* AIM OF THE EXERCISE:
Omit all pictures. Copy the rest of the material exactly.

# START OF RAW DATA

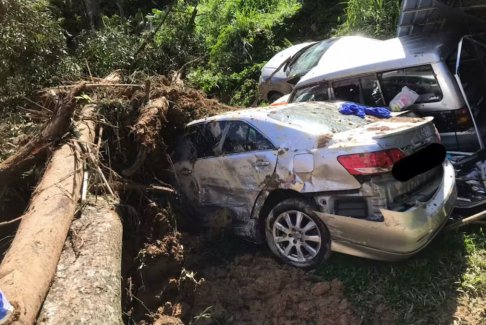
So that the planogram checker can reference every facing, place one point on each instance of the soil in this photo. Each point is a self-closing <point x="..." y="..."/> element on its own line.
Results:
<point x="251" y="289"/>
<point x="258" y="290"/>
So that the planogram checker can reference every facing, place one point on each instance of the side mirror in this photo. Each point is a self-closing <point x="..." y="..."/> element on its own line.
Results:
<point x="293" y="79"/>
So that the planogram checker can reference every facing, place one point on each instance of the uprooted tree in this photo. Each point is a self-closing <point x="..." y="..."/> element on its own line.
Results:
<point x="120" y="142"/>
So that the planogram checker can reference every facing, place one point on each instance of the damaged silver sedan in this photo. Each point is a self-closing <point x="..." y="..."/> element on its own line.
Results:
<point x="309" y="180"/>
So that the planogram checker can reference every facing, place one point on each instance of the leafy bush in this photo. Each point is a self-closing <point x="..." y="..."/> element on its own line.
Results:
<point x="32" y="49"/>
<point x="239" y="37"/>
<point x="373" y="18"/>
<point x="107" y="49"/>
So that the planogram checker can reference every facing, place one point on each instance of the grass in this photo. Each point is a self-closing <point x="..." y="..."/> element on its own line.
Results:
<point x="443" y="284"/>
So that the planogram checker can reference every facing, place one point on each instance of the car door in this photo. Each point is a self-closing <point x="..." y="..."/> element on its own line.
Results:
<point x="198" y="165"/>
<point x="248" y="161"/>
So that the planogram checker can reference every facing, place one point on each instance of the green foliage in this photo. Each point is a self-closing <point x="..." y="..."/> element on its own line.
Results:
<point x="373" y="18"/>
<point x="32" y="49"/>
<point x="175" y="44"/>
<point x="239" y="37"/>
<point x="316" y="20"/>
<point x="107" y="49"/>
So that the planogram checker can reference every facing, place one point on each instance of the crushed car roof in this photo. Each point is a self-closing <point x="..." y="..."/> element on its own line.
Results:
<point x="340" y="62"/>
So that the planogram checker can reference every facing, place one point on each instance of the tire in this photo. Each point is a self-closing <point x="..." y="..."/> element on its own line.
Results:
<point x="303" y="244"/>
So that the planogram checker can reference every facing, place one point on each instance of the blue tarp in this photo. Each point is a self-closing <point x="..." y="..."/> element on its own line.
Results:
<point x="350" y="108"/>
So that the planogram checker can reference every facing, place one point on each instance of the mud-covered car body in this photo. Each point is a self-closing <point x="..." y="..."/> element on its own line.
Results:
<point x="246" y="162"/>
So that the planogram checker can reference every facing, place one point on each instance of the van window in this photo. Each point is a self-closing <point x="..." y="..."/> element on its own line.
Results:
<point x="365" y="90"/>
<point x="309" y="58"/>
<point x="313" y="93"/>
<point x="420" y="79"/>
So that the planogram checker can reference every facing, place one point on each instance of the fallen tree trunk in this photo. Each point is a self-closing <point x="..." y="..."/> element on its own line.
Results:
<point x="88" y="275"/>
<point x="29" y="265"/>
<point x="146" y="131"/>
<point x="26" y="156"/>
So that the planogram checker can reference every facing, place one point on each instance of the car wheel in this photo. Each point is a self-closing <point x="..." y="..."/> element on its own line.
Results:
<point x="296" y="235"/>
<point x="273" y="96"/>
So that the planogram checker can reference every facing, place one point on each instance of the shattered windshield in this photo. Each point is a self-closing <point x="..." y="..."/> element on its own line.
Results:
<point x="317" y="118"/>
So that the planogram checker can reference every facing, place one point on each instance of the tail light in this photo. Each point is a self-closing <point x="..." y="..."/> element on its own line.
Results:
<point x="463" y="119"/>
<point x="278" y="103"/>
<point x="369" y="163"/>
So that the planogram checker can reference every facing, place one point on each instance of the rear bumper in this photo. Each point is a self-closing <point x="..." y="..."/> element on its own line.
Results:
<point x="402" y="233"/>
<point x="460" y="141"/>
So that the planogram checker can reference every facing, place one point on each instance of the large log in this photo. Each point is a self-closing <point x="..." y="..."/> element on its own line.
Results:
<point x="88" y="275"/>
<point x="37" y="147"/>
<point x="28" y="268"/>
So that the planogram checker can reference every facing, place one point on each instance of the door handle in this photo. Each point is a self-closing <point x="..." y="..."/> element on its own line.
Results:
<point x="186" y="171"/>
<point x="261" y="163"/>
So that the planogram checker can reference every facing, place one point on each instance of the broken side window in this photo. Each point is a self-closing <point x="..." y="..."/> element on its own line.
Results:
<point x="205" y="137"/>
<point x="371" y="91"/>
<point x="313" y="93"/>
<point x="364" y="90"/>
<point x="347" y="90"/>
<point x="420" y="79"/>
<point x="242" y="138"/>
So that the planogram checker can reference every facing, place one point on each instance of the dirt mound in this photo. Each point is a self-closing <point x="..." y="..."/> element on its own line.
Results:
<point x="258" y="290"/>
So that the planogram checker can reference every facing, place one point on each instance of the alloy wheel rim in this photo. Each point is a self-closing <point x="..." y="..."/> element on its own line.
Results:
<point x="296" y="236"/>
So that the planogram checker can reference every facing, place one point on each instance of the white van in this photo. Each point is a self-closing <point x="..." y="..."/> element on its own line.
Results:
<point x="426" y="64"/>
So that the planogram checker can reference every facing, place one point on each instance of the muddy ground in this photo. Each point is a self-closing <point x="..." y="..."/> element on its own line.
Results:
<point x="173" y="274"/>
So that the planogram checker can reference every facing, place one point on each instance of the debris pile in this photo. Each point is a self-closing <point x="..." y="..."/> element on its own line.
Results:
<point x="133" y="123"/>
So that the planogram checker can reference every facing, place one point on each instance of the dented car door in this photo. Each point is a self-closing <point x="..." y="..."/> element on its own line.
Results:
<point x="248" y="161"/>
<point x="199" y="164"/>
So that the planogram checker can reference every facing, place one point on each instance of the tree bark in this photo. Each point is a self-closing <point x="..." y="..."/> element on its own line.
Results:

# END OF RAW DATA

* FINAL RESULT:
So that the planogram checker can reference every facing, place one point on each instance of the soil in this photo. Each point is a self-closing <point x="..." y="..."/> element on its own line.
Results:
<point x="251" y="289"/>
<point x="258" y="290"/>
So that the planogram checker can reference every facing, place one point on each instance of the side mirror in this photo. Each point is a self-closing <point x="..." y="..."/> element on its own line.
Results:
<point x="293" y="79"/>
So that the planogram checker can reference every facing, place one point on each instance of the uprooted tree in this photo. Each point is a self-closing <point x="..." y="..."/> element on its own line.
Results:
<point x="120" y="142"/>
So that the planogram checker can reference every facing, place one point on each instance of the damaged silver sedan in this photo. Each point is a self-closing <point x="..." y="..."/> element on its own line.
Results:
<point x="309" y="180"/>
So that the planogram checker can reference every facing, place one point on each instance of the leafy bush in this photo. Each point is a self-closing <point x="..." y="..."/> element on its own line.
Results:
<point x="32" y="49"/>
<point x="239" y="37"/>
<point x="373" y="18"/>
<point x="107" y="49"/>
So that the planogram checker can reference every facing, place one point on each instance of the grass in this photo. Each point is a self-closing <point x="..." y="..."/> element on its own line.
Results:
<point x="443" y="284"/>
So that the planogram checker can reference every facing, place one point on each instance of the car door in this photo. Each point is a self-closing <point x="..." y="..."/> element on its own line.
Results:
<point x="198" y="165"/>
<point x="248" y="161"/>
So that the planogram checker can reference every facing, place one point on each instance of the green foliage in this photo. Each point is a self-closing <point x="..." y="..."/> element on its own line.
Results:
<point x="373" y="18"/>
<point x="32" y="49"/>
<point x="175" y="44"/>
<point x="239" y="37"/>
<point x="316" y="20"/>
<point x="107" y="49"/>
So that the planogram checker can reference every facing, place one point on each instance of the crushed car roof in this photo. Each point is a self-closing <point x="..." y="..."/> element on its own line.
Results:
<point x="340" y="62"/>
So that the planogram checker can reference every facing, place one point on each instance of the tire in this photo. Each point is a self-closing <point x="..." y="..."/> element on its own line.
Results:
<point x="303" y="244"/>
So that the planogram checker can reference every facing, place one point on each instance of the blue tarp in this photo. Each point is a self-closing <point x="..." y="..."/> element on its own line.
Results:
<point x="350" y="108"/>
So that the planogram checker can reference every facing, place one point on each instance of the mud-covered car body in this photo. Each point is a self-closing <point x="..." y="..."/> element on its own line.
Results:
<point x="246" y="162"/>
So that the planogram checker can reference every facing, place one point on each instance of the van window in this photo. Each point is a self-closing <point x="..." y="..."/> element on its own line.
Results:
<point x="365" y="90"/>
<point x="309" y="58"/>
<point x="313" y="93"/>
<point x="420" y="79"/>
So that the planogram checker can reference every facing, place one point on each instance of the fallen tree trunk in this photo. Each point is a self-closing <point x="..." y="..."/> element on its own line.
Results:
<point x="88" y="275"/>
<point x="29" y="265"/>
<point x="146" y="131"/>
<point x="26" y="156"/>
So that the planogram checker can reference every facing, place one point on each instance of the car wheel in this photo. Each point is a self-closing <point x="..." y="..."/> element on its own line.
Results:
<point x="296" y="235"/>
<point x="273" y="96"/>
So that the planogram checker can reference every facing, place one point on each instance of the shattered windshield in this photo. Each point is a self-closing <point x="..." y="..."/> element on its own line.
Results:
<point x="317" y="118"/>
So that the planogram checker can reference every facing, place one point on each instance of the tail light in this photo. Each point is a self-closing <point x="..." y="..."/> element on its own line.
Results:
<point x="463" y="119"/>
<point x="278" y="103"/>
<point x="369" y="163"/>
So that the planogram checker can reference every facing, place one point on each instance of the rear bumper in this photo. Each point is a self-closing <point x="..." y="..."/> element on its own line.
Results:
<point x="402" y="233"/>
<point x="460" y="141"/>
So that the planogram checker can reference every facing, place one point on each instance of the large log in this photo. Each point is a self-closing <point x="..." y="..."/> element on its own line.
Results:
<point x="88" y="275"/>
<point x="37" y="147"/>
<point x="28" y="268"/>
So that the planogram checker can reference every facing, place one point on each instance of the door handle in this photo. Each point is a self-closing <point x="..." y="..."/> element on its own line.
Results:
<point x="186" y="171"/>
<point x="261" y="163"/>
So that the planogram checker can reference every facing, place one point on each instance of the broken side window in this photo. Each point is a self-closing <point x="..." y="..."/> element on its own line.
Results:
<point x="205" y="137"/>
<point x="371" y="91"/>
<point x="313" y="93"/>
<point x="364" y="90"/>
<point x="347" y="90"/>
<point x="420" y="79"/>
<point x="242" y="138"/>
So that the planogram checker can reference every facing, place one point on each instance of the dirt mound in this photo. Each point is a self-closing <point x="..." y="..."/> element on its own line.
Results:
<point x="258" y="290"/>
So that the planogram checker can reference every facing, place one point on each instance of the alloy wheel rim in this photo. Each point is a self-closing <point x="..." y="..."/> element on its own line.
Results:
<point x="296" y="236"/>
So that the planogram checker can reference every facing, place one point on each instance of the white van in this photo. Each point is a self-closing <point x="..." y="..."/> element on its own line.
Results:
<point x="426" y="64"/>
So that the planogram checker can reference every facing, place one point on each instance of the muddy ground in this photo. Each point is a self-closing <point x="..." y="..."/> element on its own line.
Results:
<point x="173" y="274"/>
So that the planogram checker can reference every facing, place one point on each instance of the debris pile in this photo. Each point is a self-closing <point x="..." y="..."/> element on its own line.
Results:
<point x="133" y="123"/>
So that the planogram checker can reference every facing, place one point on each instance of the dented car door in this photo. Each point is a self-closing <point x="..." y="..."/> element on its own line.
Results:
<point x="248" y="161"/>
<point x="199" y="164"/>
So that the planogram checker can reference every facing, place one point on each instance of the tree bark in this photo. Each point is a self-closing <point x="..." y="..."/> element on its own line.
Results:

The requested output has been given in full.